• **Work item**
Beginning with the line where "Verify that every instance of the man's" appears, repeat every remaining line of the entries exactly, the last line included.
··· Task material ···
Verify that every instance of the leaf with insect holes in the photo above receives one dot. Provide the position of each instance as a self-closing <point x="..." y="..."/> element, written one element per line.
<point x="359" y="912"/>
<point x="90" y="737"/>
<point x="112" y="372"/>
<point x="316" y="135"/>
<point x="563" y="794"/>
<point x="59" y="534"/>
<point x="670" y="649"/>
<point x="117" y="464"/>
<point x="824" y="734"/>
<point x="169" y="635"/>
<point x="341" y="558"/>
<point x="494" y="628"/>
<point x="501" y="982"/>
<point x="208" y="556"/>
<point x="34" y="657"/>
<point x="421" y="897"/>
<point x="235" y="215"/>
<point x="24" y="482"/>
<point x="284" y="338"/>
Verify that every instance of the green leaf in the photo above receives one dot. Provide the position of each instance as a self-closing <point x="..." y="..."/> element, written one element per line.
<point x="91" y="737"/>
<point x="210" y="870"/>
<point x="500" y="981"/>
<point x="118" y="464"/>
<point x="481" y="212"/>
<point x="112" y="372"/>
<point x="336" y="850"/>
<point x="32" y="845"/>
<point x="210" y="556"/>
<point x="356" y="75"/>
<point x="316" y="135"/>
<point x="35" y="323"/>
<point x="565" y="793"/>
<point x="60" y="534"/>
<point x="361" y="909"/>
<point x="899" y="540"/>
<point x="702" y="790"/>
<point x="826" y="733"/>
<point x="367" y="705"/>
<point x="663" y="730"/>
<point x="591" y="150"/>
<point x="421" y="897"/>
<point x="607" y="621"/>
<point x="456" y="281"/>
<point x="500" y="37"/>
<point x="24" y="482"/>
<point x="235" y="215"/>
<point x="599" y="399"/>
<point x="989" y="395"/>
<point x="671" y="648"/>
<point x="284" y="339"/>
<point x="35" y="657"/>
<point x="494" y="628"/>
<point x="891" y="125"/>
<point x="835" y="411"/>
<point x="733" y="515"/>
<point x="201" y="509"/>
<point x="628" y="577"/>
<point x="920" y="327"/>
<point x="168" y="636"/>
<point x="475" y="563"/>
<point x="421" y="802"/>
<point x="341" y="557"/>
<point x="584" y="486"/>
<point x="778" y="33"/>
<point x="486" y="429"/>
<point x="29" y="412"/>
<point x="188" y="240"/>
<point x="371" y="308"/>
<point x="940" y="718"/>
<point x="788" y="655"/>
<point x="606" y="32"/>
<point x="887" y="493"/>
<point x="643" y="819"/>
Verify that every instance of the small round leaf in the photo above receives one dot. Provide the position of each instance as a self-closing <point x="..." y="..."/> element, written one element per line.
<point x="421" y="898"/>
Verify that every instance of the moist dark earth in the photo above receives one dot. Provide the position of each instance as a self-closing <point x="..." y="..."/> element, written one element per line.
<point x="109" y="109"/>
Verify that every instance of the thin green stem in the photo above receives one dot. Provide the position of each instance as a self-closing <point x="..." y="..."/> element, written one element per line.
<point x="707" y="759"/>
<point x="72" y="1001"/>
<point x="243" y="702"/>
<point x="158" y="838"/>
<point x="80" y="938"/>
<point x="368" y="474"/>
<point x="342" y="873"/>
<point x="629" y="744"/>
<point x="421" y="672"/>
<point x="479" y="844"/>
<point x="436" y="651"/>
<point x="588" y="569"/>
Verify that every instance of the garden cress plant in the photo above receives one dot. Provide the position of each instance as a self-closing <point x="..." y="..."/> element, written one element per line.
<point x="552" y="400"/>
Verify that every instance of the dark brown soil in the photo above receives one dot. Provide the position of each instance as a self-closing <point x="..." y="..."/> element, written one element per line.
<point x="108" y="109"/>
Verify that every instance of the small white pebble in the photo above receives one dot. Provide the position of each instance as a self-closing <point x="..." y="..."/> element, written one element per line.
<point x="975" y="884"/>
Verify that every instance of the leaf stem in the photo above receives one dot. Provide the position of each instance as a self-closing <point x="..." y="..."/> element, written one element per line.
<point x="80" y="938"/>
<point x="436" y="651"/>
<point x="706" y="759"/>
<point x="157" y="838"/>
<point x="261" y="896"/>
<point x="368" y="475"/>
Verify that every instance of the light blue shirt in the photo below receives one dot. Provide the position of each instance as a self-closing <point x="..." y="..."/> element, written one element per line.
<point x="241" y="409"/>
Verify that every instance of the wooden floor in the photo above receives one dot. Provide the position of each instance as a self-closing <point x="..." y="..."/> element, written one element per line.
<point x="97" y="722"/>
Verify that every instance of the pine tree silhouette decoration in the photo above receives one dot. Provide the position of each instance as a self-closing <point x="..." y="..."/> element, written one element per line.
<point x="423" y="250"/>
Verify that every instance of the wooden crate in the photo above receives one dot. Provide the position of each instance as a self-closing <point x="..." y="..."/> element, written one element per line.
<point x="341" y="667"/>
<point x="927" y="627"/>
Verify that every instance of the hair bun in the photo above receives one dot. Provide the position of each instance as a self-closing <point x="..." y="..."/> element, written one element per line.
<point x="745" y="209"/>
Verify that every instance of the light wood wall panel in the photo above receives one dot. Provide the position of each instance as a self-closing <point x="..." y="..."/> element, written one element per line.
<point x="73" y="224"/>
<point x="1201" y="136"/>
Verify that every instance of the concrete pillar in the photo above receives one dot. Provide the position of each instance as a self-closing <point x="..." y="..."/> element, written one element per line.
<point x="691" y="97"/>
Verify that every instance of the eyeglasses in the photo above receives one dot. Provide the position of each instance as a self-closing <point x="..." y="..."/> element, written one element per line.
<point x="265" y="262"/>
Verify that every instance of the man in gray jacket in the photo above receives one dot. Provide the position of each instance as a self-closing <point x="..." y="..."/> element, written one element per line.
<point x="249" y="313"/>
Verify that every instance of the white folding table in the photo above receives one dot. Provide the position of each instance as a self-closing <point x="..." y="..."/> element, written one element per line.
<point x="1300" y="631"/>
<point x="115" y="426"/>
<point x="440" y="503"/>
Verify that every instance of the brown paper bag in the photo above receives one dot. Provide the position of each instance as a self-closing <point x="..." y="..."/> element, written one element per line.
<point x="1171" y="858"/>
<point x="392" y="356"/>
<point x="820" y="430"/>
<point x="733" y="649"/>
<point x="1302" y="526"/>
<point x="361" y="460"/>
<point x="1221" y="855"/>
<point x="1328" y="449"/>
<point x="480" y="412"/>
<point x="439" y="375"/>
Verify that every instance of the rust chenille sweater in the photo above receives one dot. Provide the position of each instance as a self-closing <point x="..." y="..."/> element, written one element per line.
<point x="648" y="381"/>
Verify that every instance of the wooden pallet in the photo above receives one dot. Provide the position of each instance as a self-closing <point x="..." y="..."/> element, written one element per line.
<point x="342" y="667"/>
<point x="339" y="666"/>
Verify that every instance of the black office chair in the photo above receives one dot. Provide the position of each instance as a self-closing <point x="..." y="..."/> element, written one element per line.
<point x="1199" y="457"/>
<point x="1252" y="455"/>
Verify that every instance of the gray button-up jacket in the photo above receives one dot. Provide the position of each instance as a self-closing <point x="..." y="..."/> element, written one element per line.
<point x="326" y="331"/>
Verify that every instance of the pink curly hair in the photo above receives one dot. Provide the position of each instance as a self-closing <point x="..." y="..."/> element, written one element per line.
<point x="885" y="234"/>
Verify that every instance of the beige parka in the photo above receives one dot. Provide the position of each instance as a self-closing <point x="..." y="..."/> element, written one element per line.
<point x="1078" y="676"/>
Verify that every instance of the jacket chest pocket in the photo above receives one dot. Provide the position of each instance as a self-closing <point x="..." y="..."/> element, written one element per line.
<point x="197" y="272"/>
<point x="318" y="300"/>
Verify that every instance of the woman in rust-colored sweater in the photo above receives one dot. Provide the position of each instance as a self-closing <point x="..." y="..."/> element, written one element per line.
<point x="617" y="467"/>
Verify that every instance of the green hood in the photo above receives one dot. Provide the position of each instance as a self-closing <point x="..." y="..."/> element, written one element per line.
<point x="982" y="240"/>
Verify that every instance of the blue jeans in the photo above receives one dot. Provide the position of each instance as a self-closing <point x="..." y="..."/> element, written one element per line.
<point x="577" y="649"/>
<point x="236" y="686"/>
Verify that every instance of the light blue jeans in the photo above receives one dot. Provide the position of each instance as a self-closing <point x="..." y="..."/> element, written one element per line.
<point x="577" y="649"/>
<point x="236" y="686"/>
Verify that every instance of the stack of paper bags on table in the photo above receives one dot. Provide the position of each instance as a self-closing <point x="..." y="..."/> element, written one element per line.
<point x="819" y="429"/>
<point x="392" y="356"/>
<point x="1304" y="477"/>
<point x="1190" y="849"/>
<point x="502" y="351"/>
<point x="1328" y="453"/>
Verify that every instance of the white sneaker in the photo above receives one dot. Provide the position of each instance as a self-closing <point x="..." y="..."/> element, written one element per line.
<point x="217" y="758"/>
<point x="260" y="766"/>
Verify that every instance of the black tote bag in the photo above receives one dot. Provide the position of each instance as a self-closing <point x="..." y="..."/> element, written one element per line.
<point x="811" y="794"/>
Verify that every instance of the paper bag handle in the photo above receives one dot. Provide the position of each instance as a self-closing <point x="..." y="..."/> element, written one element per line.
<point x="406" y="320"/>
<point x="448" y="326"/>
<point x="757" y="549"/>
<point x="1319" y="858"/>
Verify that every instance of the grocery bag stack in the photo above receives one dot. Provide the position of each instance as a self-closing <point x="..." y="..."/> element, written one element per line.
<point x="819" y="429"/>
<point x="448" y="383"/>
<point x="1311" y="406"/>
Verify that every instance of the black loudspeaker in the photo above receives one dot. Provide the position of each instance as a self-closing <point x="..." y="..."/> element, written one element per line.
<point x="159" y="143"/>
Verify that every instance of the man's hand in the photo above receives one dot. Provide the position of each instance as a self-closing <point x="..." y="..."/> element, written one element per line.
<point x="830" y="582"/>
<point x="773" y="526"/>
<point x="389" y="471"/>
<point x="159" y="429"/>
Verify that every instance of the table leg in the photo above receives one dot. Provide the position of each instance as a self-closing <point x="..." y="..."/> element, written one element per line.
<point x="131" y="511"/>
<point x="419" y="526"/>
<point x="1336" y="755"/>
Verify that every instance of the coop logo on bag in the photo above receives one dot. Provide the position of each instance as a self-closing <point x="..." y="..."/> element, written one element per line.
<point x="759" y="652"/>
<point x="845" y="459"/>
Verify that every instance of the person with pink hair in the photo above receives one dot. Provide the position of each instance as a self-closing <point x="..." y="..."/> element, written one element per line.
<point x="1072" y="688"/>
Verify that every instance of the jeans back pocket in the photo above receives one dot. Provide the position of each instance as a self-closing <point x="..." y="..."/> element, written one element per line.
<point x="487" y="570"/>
···
• **Result for this task**
Verify that every instance of the man's hand in the photo above receives one dot. Provide the position of each instance as a self-closing <point x="..." y="..."/> element, written one element per line.
<point x="830" y="582"/>
<point x="773" y="526"/>
<point x="389" y="471"/>
<point x="159" y="429"/>
Verify that every instance of the table leg in the photo above receives one dot. Provide the position of each instance as a self-closing <point x="..." y="..."/> element, written one element per line.
<point x="131" y="511"/>
<point x="419" y="526"/>
<point x="1336" y="755"/>
Verify that every instance of the coop logo on bag in the photo above receives one dot. Provide the position of each instance as a self-closing <point x="..." y="..."/> element, written one element per line.
<point x="759" y="652"/>
<point x="845" y="459"/>
Verify that every instance of the person with pink hair in the photo above receives one dot. Provide the position of each instance as a self-closing <point x="..." y="..."/> element, written one element per line.
<point x="1072" y="688"/>
Verify that every instance of the jeans back pocket in the photo above receives one dot. Provide the position of each instance as a self-closing <point x="..." y="..."/> element, written one element per line.
<point x="487" y="570"/>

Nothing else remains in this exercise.